Tuesday, January 29, 2008

Sooner them than me

I had (am having?) a bad couple weeks, as is customary for this time of year (thus, shopping immunity week). To start with, there were cockroaches in my apartment. Better cockroaches than ants, mice, poltergeists, pretty much anything, really, but, still, ew. Of course, I immediately called my boyfriend:
Dmitry: You could do nothing and they might go away, or you could buy some powder and sprinkle it on the floor and then go to sleep. The next morning, all the cockroaches will be on the ceiling and you can stand on a chair and vaccuum them up.
Me: What?! Why don't you have me drive a serial killer to a crowded supermarket that only sells ants? And also the serial killer is a giant ant. And I'd be wearing capri pants. And then I can go sunbathing. And then I'd come home and eat a big bowl of ketchup and apply for jobs where people die if I make mistakes.
Dmitry: It's what we did in the Soviet Union.
Me: You had ketchup in the Soviet Union?
In the end I opted for traps, and now they seem to be gone. But that was just the beginning.

Following that incident, there was a week where I managed to put my foot in my mouth every single time I tried to have a non-work-related conversation (this is a high frequency, even for me). By Wednesday I had decided that non-work-related conversations were overrated and that I would never speak ever again.

But there was a party on Thursday. You know what totally does not keep your foot out of your mouth? Champagne!

A few days later, I fell on the ice and hit my head on a parked car. That hurt.

Then at one company I almost just walked into some random office because I was too busy observing this good-looking guy to see if he was checking me out. You might argue that I was, in fact, checking him out, but really I was just observing (Conclusion: he was either checking me out or wondering where I was going. Also, my security pass doesn't let me just walk into any office).

And then I fell again. Stupid ice.

I also argued with a bunch of people, which is the result you might expect from constantly saying the exact wrong thing in every conversation. Sigh...


But enough about me. Instead I will write about how stereotypes about Russia are at least partly true. Recent conversations to demonstrate this:

Talking with some students about the recent outlawing of cigarette and alcohol commercials:
Student: And we can't drink on the street anymore.
Me: But hasn't that always been illegal? I mean technically.
Student: No, not at all. When I was a child, I could drink anywhere.

Practicing personality adjectives with another student, I asked him what kind of character was needed to do his job (he has a pretty important job):
Student: Hard-working, well-educated, good at math, umm...ambitious, umm... ...
Me [looking for "ethical"]: Is it important to follow the law?
Student: ... ...
Me: Stop thinking!

This one is just scary:
Dmitry: What is wrong with your politicians? Don't they know it's not the cold war yet?


But not all stereotypes are true, as you can see from this conversation between teachers that I heard*:
A: ...but positive stereotyping only leads to disappointment. Like before I came to Russia I thought the country would be full of chess players.
B: Chess players?
A: Yeah, I have a thing about chess players.
C: Thing about or thing for?
A: Thank you for correcting my collocation. *Anyway,* I thought the country would be full of these guys who play chess and have conservative but slightly messy hair and didn't like the Soviet Union but feel disillusioned with the current political situation. Also, they'd read Dostoevsky and wear unfasionable sweaters.

**Required task**:
Repeat everything in the blog post above, from "Sooner them than" down to "vaccuum them up.".

**Given material**:

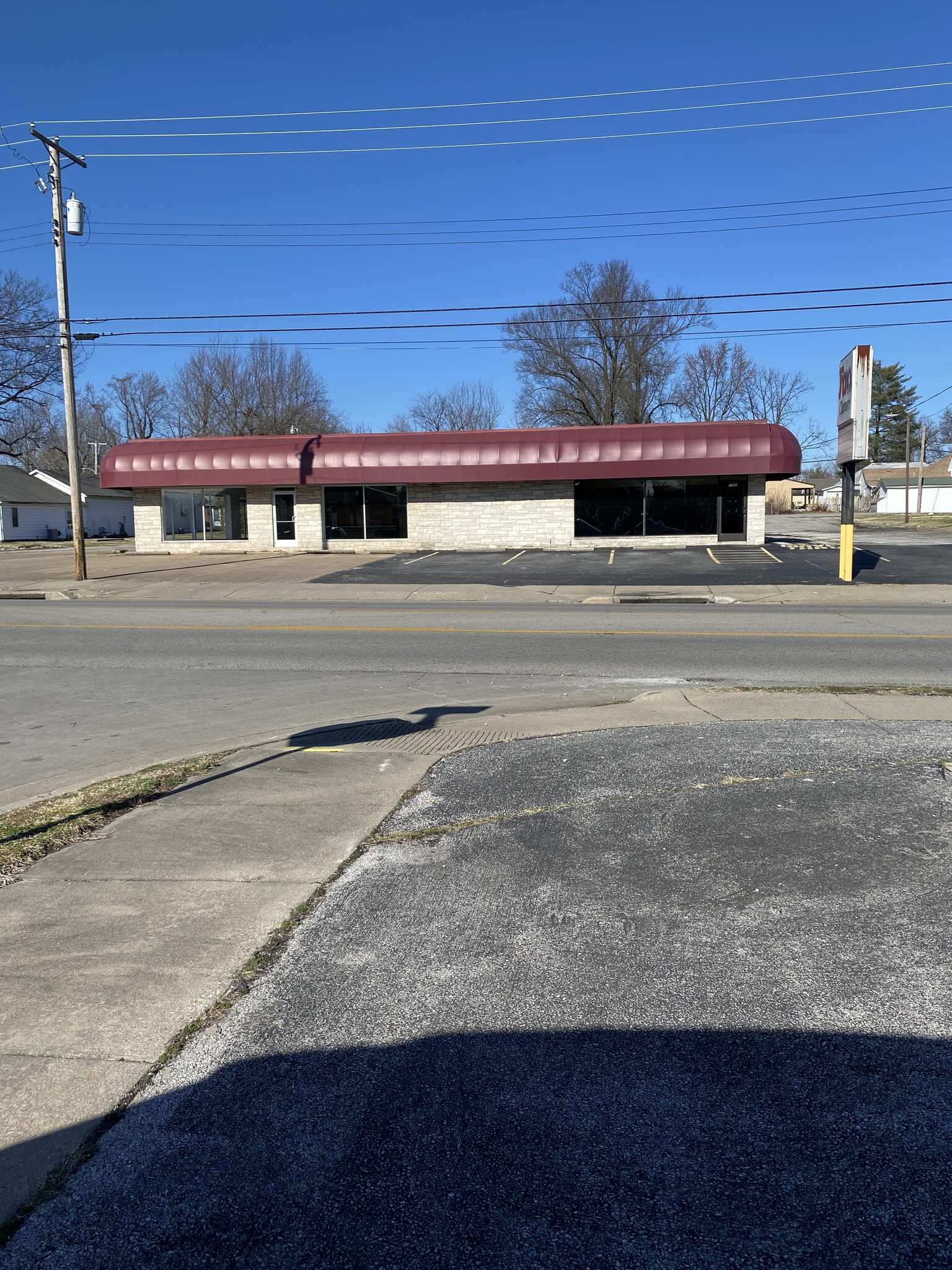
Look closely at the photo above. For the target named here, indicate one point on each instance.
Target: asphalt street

**Exercise solution**:
Sooner them than me

I had (am having?) a bad couple weeks, as is customary for this time of year (thus, shopping immunity week). To start with, there were cockroaches in my apartment. Better cockroaches than ants, mice, poltergeists, pretty much anything, really, but, still, ew. Of course, I immediately called my boyfriend:
Dmitry: You could do nothing and they might go away, or you could buy some powder and sprinkle it on the floor and then go to sleep. The next morning, all the cockroaches will be on the ceiling and you can stand on a chair and vaccuum them up.